Saved entries
== Segment start ==

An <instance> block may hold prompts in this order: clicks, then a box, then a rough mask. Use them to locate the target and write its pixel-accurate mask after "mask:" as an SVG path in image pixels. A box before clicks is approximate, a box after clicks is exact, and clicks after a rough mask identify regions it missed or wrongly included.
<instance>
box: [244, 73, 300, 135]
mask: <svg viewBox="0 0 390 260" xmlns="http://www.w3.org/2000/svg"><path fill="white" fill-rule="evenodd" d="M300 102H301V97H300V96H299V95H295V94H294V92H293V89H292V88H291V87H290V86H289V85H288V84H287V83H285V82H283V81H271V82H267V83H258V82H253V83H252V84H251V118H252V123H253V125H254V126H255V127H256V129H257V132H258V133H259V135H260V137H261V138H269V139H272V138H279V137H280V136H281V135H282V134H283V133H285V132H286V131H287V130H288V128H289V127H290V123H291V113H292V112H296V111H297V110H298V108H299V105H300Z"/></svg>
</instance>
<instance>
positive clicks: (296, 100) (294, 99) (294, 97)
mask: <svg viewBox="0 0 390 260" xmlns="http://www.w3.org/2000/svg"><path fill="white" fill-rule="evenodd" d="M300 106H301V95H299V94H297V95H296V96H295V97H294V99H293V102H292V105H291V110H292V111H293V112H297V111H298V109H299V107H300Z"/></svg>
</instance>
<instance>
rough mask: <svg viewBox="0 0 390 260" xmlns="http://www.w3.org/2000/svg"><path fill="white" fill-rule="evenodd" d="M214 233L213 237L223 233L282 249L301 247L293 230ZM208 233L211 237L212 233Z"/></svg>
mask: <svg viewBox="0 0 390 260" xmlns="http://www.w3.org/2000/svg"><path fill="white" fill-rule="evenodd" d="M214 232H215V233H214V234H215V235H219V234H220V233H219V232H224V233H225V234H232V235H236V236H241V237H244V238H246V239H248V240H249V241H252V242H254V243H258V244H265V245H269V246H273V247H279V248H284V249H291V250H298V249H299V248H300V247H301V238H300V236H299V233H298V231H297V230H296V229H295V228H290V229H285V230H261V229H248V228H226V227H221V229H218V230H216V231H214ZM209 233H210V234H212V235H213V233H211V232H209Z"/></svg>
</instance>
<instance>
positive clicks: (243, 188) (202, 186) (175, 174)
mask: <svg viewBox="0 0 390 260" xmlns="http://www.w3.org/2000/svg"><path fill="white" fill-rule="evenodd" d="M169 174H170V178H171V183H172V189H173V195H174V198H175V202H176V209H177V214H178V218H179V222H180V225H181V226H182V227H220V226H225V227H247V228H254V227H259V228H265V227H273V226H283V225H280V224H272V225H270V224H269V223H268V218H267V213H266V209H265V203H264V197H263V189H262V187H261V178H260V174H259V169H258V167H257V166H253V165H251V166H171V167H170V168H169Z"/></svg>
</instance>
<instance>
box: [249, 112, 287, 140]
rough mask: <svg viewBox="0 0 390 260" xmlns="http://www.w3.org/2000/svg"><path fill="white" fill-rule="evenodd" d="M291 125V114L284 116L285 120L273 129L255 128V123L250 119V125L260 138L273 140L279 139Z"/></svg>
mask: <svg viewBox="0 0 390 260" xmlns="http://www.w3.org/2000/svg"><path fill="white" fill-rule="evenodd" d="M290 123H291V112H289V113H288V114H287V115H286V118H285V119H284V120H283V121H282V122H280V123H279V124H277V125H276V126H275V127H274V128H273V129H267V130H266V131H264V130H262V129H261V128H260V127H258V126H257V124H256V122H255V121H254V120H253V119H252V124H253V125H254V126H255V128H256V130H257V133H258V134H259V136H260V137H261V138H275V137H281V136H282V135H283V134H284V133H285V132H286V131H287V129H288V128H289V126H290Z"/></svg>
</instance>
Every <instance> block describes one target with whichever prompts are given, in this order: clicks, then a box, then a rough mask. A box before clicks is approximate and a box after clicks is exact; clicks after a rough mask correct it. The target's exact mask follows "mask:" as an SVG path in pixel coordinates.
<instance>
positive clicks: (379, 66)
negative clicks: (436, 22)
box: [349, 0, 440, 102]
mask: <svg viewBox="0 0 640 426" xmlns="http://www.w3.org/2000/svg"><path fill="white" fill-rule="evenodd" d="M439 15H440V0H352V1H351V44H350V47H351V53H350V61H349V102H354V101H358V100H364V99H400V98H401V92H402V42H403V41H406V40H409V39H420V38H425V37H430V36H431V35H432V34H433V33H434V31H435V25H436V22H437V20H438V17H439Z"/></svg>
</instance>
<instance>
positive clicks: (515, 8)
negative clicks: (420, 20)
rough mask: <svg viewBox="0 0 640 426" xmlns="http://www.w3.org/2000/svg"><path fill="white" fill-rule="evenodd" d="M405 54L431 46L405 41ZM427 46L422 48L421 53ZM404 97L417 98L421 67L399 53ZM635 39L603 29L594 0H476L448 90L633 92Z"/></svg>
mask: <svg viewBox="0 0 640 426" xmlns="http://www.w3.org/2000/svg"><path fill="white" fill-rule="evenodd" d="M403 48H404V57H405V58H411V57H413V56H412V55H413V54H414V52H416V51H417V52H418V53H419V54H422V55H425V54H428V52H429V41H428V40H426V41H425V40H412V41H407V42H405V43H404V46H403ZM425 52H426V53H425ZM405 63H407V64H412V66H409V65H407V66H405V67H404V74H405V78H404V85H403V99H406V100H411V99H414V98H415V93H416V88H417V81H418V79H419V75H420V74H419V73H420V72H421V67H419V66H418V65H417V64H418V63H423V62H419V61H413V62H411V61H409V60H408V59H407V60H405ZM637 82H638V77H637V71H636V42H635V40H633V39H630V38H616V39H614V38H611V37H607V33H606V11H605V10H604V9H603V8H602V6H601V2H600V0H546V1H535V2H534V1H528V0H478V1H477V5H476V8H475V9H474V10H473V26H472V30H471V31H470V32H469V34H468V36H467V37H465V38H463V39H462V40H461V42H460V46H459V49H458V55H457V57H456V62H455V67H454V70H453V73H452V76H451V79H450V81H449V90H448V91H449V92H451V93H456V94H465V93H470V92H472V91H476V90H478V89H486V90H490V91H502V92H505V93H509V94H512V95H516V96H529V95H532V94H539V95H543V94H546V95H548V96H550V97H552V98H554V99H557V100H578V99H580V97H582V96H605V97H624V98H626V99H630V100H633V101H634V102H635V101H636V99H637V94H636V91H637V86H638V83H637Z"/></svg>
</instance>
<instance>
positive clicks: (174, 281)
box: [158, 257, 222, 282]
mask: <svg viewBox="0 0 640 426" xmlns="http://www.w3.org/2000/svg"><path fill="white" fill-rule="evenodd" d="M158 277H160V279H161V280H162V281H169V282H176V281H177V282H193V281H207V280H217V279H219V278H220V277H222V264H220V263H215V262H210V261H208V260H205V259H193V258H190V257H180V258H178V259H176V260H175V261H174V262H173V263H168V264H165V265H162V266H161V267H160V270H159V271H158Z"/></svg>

== Segment end ==

● Problem
Return the data above in full, keeping each line exactly as it stands.

● Task response
An <instance> block may hold prompts in this order: clicks, then a box, then a rough mask. Use them to locate the target and write its pixel-accurate mask after "mask:" as an SVG path in image pixels. A box before clicks is approximate, a box after clicks is exact, and clicks after a rough mask identify regions it missed or wrongly included.
<instance>
box: [244, 73, 300, 135]
mask: <svg viewBox="0 0 390 260" xmlns="http://www.w3.org/2000/svg"><path fill="white" fill-rule="evenodd" d="M300 102H301V97H300V96H299V95H295V94H294V92H293V89H292V88H291V87H290V86H289V85H288V84H287V83H285V82H283V81H271V82H267V83H258V82H253V83H252V84H251V118H252V123H253V125H254V126H255V127H256V129H257V132H258V133H259V135H260V137H261V138H269V139H272V138H279V137H280V136H281V135H282V134H283V133H285V132H286V131H287V130H288V128H289V127H290V123H291V113H292V112H296V111H297V110H298V108H299V105H300Z"/></svg>
</instance>
<instance>
positive clicks: (296, 100) (294, 99) (294, 97)
mask: <svg viewBox="0 0 390 260" xmlns="http://www.w3.org/2000/svg"><path fill="white" fill-rule="evenodd" d="M300 106H301V95H299V94H297V95H296V96H295V97H294V99H293V102H292V105H291V110H292V111H293V112H297V111H298V109H299V107H300Z"/></svg>
</instance>
<instance>
rough mask: <svg viewBox="0 0 390 260" xmlns="http://www.w3.org/2000/svg"><path fill="white" fill-rule="evenodd" d="M214 233L213 237L223 233L282 249L301 247L293 230ZM208 233L211 237L212 233Z"/></svg>
mask: <svg viewBox="0 0 390 260" xmlns="http://www.w3.org/2000/svg"><path fill="white" fill-rule="evenodd" d="M214 232H215V233H214V234H215V235H219V234H220V233H219V232H224V233H225V234H232V235H236V236H241V237H244V238H246V239H248V240H249V241H252V242H254V243H258V244H265V245H269V246H273V247H279V248H284V249H291V250H298V249H299V248H300V247H301V238H300V236H299V233H298V231H297V230H296V229H295V228H290V229H285V230H261V229H248V228H226V227H221V229H218V230H216V231H214ZM209 233H210V234H212V235H213V233H211V232H209Z"/></svg>
</instance>
<instance>
positive clicks: (243, 188) (202, 186) (175, 174)
mask: <svg viewBox="0 0 390 260" xmlns="http://www.w3.org/2000/svg"><path fill="white" fill-rule="evenodd" d="M169 174H170V178H171V183H172V189H173V195H174V198H175V202H176V209H177V214H178V218H179V222H180V225H181V226H182V227H220V226H225V227H247V228H254V227H259V228H265V227H273V226H283V225H280V224H272V225H270V224H269V223H268V218H267V213H266V209H265V203H264V197H263V189H262V187H261V178H260V174H259V169H258V167H257V166H253V165H251V166H171V167H170V168H169Z"/></svg>
</instance>
<instance>
box: [249, 112, 287, 140]
rough mask: <svg viewBox="0 0 390 260" xmlns="http://www.w3.org/2000/svg"><path fill="white" fill-rule="evenodd" d="M291 125V114L284 116L285 120L273 129L255 128V123L250 119V125L260 138L273 140L279 139Z"/></svg>
mask: <svg viewBox="0 0 390 260" xmlns="http://www.w3.org/2000/svg"><path fill="white" fill-rule="evenodd" d="M290 123H291V112H289V113H288V114H287V115H286V118H285V119H284V120H283V121H282V122H280V123H279V124H277V125H276V126H275V127H274V128H273V129H267V130H266V131H264V130H262V129H261V128H260V127H258V126H257V124H256V122H255V121H254V120H253V119H252V124H253V125H254V126H255V128H256V130H257V133H258V134H259V136H260V137H261V138H275V137H281V136H282V135H283V134H284V133H285V132H286V131H287V129H288V128H289V126H290Z"/></svg>
</instance>
Every <instance> block describes one target with whichever prompts are given, in this order: clicks, then a box, then a rough mask. A box before clicks is approximate and a box after clicks is exact; clicks after a rough mask correct it. The target's exact mask follows "mask:" as an SVG path in pixel coordinates.
<instance>
positive clicks: (379, 66)
negative clicks: (436, 22)
box: [349, 0, 440, 102]
mask: <svg viewBox="0 0 640 426" xmlns="http://www.w3.org/2000/svg"><path fill="white" fill-rule="evenodd" d="M439 15H440V0H352V1H351V44H350V47H351V53H350V61H349V102H354V101H358V100H364V99H400V98H401V92H402V42H403V41H406V40H409V39H420V38H425V37H430V36H431V35H432V34H433V33H434V31H435V25H436V22H437V20H438V17H439Z"/></svg>
</instance>
<instance>
positive clicks: (515, 8)
negative clicks: (420, 20)
rough mask: <svg viewBox="0 0 640 426" xmlns="http://www.w3.org/2000/svg"><path fill="white" fill-rule="evenodd" d="M405 54L431 46L405 41ZM427 46L422 48L421 53ZM404 97L417 98L421 67L399 53ZM635 39L603 29L594 0H476L448 90L633 92Z"/></svg>
mask: <svg viewBox="0 0 640 426" xmlns="http://www.w3.org/2000/svg"><path fill="white" fill-rule="evenodd" d="M403 48H404V57H405V58H411V57H413V56H412V55H413V54H414V52H416V51H417V52H418V53H419V54H422V55H425V54H428V52H429V41H428V40H426V41H425V40H412V41H407V42H405V43H404V46H403ZM425 52H426V53H425ZM405 63H407V64H412V66H409V65H407V66H405V67H404V74H405V78H404V85H403V99H406V100H411V99H414V98H415V93H416V88H417V81H418V79H419V75H420V74H419V73H420V72H421V67H419V66H418V65H417V64H418V63H423V62H419V61H413V62H411V61H409V60H408V59H407V60H405ZM637 82H638V77H637V71H636V42H635V40H633V39H630V38H616V39H614V38H611V37H607V33H606V11H605V10H604V9H603V8H602V6H601V2H600V0H546V1H535V2H534V1H528V0H478V1H477V5H476V8H475V9H474V10H473V26H472V30H471V31H470V32H469V34H468V36H467V37H465V38H463V39H462V40H461V42H460V46H459V49H458V55H457V57H456V62H455V67H454V70H453V73H452V76H451V79H450V81H449V90H448V91H449V92H451V93H456V94H465V93H470V92H472V91H476V90H478V89H486V90H490V91H502V92H505V93H509V94H512V95H516V96H529V95H532V94H539V95H543V94H546V95H548V96H550V97H552V98H554V99H557V100H578V99H580V97H582V96H605V97H624V98H626V99H630V100H633V101H634V102H635V101H636V99H637V94H636V91H637V86H638V83H637Z"/></svg>
</instance>
<instance>
positive clicks: (174, 281)
box: [158, 257, 222, 282]
mask: <svg viewBox="0 0 640 426" xmlns="http://www.w3.org/2000/svg"><path fill="white" fill-rule="evenodd" d="M158 277H160V279H161V280H162V281H169V282H176V281H177V282H193V281H207V280H217V279H219V278H220V277H222V264H220V263H215V262H210V261H208V260H205V259H193V258H190V257H180V258H178V259H176V260H175V261H174V262H173V263H168V264H165V265H162V266H161V267H160V270H159V271H158Z"/></svg>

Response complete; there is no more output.